» **SUPPLIED RECORDS**:
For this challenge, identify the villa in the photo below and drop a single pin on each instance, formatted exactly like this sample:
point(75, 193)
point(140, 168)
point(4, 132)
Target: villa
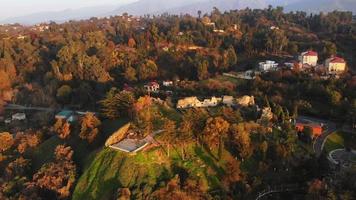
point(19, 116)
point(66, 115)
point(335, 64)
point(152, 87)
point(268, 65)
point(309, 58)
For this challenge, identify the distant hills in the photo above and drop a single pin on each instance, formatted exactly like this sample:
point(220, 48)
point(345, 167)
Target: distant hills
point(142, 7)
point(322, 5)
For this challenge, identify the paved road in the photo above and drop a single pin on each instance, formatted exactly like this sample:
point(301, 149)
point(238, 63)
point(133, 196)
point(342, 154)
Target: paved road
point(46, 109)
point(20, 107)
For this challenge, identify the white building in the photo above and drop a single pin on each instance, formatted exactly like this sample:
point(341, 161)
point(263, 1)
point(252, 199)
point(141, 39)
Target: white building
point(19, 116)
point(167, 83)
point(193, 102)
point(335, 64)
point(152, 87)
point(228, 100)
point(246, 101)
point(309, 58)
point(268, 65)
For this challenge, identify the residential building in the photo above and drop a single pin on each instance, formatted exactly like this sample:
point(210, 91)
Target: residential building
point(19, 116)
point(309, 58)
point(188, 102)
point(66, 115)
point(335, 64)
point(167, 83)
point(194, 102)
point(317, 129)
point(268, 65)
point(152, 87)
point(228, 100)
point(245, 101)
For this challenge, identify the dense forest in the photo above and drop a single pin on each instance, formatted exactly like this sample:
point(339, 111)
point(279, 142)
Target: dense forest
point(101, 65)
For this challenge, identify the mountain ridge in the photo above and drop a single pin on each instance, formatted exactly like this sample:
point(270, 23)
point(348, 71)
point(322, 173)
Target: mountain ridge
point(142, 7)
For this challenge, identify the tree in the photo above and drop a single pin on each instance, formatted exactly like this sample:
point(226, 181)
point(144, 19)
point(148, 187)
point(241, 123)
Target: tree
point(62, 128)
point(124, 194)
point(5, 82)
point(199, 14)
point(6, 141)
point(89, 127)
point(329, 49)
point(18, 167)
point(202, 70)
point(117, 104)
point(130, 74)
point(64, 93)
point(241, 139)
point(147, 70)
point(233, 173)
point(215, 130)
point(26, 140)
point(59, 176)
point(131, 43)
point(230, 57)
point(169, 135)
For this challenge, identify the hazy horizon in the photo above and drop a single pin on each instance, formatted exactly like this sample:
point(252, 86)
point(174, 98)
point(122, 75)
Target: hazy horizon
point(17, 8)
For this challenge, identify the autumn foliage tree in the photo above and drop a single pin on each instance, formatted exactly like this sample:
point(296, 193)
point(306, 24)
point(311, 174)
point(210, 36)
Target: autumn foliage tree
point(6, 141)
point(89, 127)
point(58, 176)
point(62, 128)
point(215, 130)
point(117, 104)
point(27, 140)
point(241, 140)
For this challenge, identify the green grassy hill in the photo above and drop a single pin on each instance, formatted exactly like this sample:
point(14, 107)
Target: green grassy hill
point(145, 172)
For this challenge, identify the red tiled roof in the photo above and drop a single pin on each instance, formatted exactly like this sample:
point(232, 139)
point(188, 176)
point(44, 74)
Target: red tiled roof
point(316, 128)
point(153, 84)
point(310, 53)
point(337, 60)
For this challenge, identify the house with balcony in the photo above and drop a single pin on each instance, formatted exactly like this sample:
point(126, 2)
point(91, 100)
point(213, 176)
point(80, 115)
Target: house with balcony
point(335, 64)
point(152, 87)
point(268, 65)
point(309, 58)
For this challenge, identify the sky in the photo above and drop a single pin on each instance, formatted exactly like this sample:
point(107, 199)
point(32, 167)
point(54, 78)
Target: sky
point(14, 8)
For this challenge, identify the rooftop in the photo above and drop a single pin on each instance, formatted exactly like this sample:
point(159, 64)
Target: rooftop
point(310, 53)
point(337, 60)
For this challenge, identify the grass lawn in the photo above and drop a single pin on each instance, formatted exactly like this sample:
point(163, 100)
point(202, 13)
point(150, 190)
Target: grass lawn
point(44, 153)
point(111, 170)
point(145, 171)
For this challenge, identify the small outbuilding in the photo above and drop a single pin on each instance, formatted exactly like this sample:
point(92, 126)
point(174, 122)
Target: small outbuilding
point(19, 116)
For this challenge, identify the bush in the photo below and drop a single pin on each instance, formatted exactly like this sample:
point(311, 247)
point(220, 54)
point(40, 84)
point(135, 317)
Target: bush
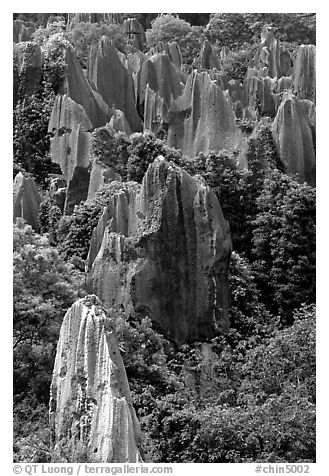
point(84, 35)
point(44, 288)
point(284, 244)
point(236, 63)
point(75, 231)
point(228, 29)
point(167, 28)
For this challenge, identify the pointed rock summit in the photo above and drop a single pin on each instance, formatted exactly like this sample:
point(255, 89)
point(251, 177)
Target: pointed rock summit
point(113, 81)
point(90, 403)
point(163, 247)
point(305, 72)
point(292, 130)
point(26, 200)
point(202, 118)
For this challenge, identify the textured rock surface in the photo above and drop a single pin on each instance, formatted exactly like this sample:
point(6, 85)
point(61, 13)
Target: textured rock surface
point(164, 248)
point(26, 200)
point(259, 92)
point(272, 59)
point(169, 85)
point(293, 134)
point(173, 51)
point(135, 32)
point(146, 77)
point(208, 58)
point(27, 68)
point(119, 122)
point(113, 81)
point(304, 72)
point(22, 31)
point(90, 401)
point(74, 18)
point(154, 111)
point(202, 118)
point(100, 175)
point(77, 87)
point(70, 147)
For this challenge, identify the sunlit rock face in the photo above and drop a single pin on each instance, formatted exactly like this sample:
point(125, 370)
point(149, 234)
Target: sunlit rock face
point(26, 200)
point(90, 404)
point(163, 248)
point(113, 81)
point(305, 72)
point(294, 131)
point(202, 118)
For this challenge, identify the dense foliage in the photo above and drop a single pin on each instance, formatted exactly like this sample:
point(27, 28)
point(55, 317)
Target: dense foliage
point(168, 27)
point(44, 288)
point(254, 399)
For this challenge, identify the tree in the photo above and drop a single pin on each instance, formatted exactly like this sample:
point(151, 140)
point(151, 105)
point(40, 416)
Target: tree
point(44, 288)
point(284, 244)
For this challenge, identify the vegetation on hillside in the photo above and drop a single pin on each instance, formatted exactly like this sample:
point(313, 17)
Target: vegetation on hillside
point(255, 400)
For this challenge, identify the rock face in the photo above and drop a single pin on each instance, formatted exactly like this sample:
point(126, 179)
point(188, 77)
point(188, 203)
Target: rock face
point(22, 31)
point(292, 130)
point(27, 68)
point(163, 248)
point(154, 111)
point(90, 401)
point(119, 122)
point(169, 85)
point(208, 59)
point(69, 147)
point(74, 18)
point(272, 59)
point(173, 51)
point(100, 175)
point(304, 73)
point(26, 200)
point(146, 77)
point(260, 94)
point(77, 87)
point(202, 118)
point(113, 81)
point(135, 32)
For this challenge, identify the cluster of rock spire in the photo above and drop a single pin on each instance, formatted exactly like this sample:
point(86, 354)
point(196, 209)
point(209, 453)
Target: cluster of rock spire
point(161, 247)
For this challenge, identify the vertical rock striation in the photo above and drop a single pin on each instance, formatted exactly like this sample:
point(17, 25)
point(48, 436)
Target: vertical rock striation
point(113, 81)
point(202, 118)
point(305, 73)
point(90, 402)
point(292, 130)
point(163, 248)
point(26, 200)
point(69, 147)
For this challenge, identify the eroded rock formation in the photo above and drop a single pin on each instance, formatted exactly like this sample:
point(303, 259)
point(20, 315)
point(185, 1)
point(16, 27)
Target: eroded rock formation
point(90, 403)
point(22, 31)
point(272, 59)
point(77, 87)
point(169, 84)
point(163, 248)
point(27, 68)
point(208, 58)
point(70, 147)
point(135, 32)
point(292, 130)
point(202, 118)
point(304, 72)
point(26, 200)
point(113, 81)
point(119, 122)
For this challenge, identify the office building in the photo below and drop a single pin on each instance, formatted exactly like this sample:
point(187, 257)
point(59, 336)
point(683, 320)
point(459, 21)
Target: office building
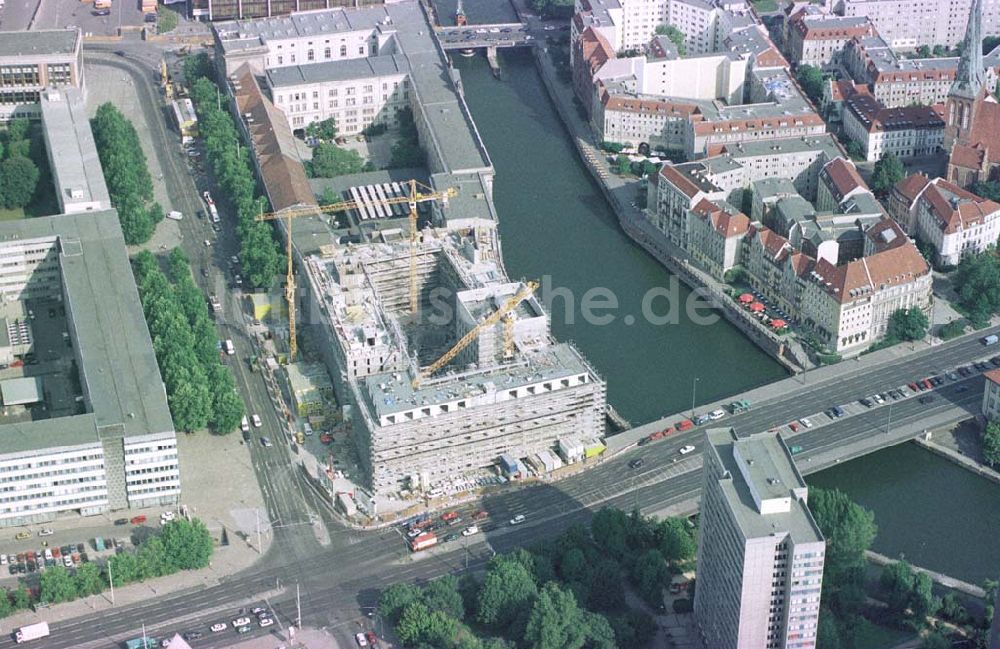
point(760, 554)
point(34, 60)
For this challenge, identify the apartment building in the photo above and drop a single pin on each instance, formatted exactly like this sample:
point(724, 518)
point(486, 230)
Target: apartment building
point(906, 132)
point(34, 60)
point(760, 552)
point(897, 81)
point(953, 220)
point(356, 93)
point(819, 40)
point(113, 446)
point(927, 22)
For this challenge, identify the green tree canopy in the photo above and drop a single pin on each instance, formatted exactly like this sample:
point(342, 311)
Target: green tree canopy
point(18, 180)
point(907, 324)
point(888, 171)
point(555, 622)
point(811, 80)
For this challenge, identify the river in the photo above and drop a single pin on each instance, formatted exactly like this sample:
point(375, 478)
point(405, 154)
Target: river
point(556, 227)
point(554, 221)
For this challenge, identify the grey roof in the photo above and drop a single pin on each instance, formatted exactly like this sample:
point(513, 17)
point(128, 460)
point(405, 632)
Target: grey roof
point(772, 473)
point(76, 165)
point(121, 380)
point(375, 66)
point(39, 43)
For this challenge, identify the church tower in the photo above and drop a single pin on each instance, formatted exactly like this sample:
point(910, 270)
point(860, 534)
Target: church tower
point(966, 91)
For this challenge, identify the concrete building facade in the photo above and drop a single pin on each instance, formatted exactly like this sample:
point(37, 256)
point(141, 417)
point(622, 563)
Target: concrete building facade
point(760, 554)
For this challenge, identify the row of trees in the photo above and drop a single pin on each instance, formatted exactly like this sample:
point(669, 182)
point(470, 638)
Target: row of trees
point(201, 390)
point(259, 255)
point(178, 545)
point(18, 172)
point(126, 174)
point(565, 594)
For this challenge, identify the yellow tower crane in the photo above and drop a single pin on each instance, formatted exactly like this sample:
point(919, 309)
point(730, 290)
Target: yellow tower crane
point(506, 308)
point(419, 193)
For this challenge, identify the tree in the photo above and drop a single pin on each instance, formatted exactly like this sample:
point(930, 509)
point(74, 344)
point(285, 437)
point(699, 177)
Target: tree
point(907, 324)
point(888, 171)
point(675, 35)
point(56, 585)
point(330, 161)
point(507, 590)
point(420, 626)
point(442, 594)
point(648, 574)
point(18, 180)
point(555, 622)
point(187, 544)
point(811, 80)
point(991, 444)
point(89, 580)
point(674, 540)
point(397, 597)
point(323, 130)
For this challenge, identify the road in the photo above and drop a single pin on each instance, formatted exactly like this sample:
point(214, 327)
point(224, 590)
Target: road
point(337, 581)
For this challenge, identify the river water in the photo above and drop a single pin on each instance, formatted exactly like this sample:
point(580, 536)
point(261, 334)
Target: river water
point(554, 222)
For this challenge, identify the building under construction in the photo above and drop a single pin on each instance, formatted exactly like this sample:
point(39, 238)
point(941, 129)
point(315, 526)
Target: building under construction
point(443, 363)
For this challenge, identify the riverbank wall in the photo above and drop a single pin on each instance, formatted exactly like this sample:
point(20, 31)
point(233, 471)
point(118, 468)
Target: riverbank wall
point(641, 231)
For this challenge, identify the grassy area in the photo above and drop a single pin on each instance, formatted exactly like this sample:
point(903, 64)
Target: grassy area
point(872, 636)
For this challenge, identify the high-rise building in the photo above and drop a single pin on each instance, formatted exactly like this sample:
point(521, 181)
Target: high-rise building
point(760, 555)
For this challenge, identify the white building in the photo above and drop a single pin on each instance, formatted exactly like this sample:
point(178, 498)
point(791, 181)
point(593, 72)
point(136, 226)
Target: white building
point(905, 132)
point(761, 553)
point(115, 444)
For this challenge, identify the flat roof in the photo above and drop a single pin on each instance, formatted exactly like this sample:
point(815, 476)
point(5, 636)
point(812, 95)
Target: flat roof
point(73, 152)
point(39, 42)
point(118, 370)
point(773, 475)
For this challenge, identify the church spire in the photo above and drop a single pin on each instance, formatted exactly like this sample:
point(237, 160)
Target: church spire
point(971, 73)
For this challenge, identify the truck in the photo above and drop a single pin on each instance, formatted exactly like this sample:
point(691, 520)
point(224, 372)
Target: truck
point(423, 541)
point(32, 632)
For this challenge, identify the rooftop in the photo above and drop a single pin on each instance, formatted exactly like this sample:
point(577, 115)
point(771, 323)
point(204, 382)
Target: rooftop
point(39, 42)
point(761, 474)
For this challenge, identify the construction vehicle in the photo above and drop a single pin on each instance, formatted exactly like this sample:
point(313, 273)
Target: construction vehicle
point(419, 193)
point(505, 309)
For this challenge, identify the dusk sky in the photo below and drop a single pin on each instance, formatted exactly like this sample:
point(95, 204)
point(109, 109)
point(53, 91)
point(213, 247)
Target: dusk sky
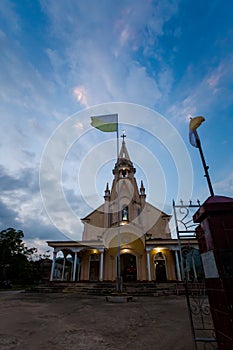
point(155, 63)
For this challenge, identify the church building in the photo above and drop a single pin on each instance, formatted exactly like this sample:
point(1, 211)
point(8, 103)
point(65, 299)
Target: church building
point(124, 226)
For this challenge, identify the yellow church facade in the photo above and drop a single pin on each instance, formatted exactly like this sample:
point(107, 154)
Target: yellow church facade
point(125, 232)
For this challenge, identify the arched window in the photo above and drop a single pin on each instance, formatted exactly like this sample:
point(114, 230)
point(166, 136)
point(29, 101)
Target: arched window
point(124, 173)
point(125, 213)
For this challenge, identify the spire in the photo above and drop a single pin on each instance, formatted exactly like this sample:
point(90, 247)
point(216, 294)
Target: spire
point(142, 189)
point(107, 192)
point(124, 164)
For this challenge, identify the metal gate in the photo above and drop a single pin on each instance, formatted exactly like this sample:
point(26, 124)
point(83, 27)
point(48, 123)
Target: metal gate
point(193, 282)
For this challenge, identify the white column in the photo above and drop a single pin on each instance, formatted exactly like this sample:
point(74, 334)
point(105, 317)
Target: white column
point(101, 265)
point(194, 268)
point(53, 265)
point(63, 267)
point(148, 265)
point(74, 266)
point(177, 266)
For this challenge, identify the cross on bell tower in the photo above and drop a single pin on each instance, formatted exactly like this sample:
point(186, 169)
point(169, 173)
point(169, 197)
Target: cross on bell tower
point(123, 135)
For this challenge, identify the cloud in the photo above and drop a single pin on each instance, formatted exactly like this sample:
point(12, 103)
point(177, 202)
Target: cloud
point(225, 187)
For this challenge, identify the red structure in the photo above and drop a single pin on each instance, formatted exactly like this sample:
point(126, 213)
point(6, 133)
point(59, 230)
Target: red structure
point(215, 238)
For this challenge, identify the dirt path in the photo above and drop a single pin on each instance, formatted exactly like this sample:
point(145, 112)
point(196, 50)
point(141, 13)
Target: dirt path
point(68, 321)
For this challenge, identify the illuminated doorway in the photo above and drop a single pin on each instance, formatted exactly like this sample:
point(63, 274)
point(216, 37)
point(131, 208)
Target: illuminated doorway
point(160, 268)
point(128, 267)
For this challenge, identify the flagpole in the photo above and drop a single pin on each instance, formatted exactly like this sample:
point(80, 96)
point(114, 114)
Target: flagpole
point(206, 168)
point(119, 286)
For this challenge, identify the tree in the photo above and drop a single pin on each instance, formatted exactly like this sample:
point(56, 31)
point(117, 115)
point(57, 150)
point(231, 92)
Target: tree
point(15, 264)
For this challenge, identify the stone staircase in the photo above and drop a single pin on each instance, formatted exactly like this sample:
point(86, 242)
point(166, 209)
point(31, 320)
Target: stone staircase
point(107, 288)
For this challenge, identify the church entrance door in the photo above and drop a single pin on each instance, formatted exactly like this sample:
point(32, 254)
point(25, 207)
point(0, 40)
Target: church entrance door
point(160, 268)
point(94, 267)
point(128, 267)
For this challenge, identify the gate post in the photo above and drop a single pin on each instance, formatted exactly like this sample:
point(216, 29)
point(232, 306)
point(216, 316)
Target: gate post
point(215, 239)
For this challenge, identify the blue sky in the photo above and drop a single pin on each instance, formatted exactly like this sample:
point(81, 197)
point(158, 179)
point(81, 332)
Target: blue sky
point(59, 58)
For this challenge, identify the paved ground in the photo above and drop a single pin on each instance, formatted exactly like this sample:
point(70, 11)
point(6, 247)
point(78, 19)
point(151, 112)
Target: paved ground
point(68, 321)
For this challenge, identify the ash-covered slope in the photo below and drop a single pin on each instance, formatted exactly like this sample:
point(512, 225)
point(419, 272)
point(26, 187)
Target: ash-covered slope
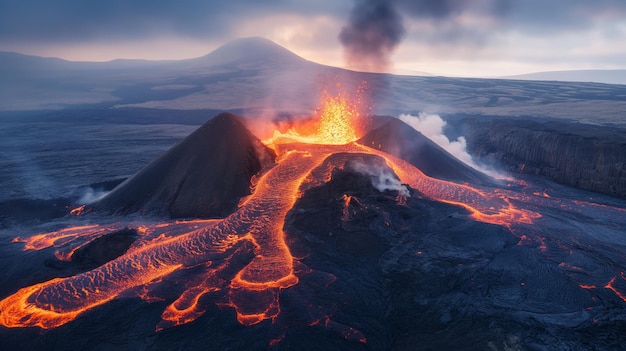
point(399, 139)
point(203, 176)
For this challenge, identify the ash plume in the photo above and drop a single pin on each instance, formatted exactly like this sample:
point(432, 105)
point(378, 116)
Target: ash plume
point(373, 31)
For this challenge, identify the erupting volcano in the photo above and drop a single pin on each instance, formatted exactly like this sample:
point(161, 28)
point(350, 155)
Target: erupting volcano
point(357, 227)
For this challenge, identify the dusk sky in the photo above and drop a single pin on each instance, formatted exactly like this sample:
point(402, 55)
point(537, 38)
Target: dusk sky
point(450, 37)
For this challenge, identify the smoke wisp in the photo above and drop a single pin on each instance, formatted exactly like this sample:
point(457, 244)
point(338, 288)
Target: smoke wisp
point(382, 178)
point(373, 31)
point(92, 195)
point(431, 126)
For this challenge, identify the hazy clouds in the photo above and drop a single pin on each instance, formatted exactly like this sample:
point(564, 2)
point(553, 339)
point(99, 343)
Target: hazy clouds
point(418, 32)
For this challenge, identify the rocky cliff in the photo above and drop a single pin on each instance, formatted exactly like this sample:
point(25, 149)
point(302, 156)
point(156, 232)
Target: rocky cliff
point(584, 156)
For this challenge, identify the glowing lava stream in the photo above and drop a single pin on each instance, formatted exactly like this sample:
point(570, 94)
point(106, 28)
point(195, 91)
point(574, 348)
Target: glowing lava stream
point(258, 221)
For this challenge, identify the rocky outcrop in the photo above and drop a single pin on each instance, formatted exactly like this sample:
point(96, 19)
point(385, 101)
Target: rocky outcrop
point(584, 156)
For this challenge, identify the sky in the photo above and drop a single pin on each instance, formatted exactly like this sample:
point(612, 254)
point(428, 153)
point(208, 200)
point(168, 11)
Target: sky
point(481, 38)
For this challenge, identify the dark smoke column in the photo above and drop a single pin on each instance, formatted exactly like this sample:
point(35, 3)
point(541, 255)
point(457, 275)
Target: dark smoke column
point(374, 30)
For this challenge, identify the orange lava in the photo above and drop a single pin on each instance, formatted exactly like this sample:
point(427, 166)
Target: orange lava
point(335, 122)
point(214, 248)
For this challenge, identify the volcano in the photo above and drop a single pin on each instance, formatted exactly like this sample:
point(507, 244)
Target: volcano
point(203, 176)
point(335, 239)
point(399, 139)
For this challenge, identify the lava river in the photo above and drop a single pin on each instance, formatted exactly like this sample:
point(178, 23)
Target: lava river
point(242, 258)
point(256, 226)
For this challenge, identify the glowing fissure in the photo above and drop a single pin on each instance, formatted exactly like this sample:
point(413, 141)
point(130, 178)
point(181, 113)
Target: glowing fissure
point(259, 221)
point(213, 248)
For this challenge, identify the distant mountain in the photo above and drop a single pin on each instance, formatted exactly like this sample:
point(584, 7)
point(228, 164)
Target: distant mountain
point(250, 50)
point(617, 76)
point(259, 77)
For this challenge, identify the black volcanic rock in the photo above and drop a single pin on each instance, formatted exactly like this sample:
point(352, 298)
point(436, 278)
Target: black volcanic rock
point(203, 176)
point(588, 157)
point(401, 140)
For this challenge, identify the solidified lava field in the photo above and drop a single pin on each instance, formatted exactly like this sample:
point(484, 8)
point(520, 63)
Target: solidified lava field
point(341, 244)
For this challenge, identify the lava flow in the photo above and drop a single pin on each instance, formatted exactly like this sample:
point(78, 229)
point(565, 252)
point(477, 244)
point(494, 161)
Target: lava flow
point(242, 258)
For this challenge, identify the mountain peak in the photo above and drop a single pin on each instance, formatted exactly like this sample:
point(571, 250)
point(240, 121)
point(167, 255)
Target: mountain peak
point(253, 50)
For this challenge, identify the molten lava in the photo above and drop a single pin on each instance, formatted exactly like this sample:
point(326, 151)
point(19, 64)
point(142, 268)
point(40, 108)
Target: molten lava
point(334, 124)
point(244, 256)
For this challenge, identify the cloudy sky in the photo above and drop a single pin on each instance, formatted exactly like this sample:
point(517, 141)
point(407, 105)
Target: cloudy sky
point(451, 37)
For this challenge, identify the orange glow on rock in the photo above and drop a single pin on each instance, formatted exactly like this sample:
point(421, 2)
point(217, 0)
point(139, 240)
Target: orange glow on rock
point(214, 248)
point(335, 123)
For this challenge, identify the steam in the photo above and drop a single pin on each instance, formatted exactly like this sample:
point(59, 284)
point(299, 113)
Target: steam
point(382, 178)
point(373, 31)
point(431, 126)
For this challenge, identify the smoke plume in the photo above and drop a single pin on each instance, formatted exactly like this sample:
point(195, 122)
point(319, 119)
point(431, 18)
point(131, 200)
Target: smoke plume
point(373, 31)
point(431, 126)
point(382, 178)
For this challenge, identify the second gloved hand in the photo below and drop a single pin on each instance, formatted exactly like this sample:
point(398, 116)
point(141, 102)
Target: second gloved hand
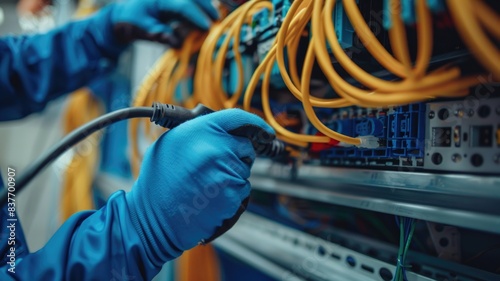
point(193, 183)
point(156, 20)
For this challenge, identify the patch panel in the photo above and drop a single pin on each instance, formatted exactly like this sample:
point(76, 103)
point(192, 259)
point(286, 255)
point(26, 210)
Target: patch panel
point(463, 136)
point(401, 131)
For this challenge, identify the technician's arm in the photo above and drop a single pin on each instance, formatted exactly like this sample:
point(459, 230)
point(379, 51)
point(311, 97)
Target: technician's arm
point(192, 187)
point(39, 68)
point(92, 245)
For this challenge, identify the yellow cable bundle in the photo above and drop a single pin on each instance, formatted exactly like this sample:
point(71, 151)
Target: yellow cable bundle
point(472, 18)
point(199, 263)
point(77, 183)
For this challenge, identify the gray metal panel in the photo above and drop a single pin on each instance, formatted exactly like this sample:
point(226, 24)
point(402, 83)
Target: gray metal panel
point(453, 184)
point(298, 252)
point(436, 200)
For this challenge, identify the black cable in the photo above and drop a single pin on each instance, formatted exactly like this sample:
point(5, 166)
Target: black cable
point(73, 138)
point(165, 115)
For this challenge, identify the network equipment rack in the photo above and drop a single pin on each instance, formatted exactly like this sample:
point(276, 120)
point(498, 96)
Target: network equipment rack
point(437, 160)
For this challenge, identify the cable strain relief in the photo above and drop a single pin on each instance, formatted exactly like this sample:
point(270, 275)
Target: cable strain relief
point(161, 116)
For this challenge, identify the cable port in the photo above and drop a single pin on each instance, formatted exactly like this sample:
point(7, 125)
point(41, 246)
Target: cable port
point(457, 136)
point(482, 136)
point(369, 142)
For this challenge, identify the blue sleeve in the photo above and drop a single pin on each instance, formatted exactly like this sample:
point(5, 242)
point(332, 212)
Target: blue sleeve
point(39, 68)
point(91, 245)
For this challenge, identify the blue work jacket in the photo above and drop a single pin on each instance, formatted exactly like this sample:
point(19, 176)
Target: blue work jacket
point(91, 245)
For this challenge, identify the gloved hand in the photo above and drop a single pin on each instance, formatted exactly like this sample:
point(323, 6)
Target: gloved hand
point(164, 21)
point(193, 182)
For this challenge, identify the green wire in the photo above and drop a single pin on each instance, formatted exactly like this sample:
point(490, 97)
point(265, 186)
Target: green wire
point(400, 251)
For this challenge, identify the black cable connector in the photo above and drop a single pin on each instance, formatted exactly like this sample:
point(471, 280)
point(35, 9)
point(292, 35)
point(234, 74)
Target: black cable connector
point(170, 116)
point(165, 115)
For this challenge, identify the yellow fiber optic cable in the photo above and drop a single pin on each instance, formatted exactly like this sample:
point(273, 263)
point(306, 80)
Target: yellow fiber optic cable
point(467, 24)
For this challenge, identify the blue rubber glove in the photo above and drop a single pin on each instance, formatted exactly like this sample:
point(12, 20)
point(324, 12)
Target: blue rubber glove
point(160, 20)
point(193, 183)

» **EXERCISE REQUIREMENTS**: Could you reproduce the stretch from the line containing "For this challenge, identify the second" through the line containing "point(401, 131)", both included, with no pictures?

» **COMPLETE ANSWER**:
For this challenge, identify the second gloved hand in the photo below and drop a single pin on each instance, formatted exactly like this sample:
point(398, 116)
point(141, 102)
Target: second gloved hand
point(193, 183)
point(156, 20)
For this challenge, identify the patch panel in the photo above and drop a single pin on each instance, formatted exactly like this sample:
point(76, 103)
point(192, 259)
point(286, 255)
point(26, 210)
Target: patch panel
point(463, 136)
point(401, 131)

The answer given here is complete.